►

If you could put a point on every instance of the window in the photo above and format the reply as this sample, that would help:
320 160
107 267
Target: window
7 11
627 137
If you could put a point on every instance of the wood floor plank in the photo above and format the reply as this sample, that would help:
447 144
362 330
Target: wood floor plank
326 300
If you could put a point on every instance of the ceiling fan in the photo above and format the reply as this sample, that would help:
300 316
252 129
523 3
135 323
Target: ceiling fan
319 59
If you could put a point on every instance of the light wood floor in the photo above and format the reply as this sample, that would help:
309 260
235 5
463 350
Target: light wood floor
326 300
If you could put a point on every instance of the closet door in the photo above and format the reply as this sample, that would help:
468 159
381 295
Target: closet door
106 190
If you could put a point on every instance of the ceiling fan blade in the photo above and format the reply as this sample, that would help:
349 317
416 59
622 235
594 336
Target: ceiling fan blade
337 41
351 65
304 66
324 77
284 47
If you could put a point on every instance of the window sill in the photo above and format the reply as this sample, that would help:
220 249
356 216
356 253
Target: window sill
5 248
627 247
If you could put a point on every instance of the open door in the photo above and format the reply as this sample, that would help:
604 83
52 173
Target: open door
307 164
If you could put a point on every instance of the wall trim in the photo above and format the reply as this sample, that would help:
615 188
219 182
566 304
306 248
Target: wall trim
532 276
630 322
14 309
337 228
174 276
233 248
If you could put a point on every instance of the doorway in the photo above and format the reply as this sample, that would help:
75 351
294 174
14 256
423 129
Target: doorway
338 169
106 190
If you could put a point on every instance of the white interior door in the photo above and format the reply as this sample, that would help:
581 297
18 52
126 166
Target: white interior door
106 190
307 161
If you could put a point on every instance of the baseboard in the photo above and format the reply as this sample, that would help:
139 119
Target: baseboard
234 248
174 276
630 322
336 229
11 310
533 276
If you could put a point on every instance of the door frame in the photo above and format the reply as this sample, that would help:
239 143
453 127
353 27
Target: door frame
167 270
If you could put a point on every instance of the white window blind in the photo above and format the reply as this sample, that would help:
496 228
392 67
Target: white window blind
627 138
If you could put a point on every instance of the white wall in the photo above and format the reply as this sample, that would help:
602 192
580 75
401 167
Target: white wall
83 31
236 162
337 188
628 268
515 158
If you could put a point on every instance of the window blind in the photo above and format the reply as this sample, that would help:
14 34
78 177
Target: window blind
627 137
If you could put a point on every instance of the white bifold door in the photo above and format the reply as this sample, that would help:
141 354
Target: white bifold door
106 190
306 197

◄
►

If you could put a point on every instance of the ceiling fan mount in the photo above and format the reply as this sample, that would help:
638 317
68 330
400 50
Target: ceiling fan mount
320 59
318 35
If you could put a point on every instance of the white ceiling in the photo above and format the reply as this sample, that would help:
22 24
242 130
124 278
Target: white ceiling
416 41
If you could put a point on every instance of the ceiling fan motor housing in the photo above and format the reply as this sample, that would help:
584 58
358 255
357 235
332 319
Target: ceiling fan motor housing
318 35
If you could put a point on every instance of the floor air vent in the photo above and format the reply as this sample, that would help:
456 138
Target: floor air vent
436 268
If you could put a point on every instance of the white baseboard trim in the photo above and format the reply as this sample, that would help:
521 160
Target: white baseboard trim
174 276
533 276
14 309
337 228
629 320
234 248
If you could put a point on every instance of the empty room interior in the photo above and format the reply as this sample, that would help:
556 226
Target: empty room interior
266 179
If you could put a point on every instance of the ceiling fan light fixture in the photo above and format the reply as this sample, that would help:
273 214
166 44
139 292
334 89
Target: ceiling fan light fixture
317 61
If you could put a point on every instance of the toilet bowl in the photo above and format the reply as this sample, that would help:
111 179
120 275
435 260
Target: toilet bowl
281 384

◄
►

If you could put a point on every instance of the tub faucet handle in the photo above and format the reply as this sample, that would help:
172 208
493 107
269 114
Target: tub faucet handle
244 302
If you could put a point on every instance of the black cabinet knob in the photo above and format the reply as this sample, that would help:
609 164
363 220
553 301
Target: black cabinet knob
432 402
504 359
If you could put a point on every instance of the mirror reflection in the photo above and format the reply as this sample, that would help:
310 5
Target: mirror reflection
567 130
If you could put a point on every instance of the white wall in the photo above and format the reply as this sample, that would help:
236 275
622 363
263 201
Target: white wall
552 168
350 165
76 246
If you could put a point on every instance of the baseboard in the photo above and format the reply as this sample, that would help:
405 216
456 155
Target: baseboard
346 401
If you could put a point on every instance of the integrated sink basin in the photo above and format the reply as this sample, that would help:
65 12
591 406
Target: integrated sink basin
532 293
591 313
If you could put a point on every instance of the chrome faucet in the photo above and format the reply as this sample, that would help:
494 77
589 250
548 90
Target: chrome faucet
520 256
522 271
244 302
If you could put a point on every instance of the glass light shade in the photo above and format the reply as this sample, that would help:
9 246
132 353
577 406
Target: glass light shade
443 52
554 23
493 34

◄

**TASK STATEMENT**
Of all the entries above, output exactly the lines between the one holding "the window in" and the one holding "of the wood", inclusive.

**EXPECTED ANSWER**
If you could put a point on every instance of the window in the photo above and format the reply as this sample, that would help:
320 160
107 267
Target: window
7 11
627 137
If you could put a point on every instance of the wood floor plank in the photo above and format the reply as this sample, that would help:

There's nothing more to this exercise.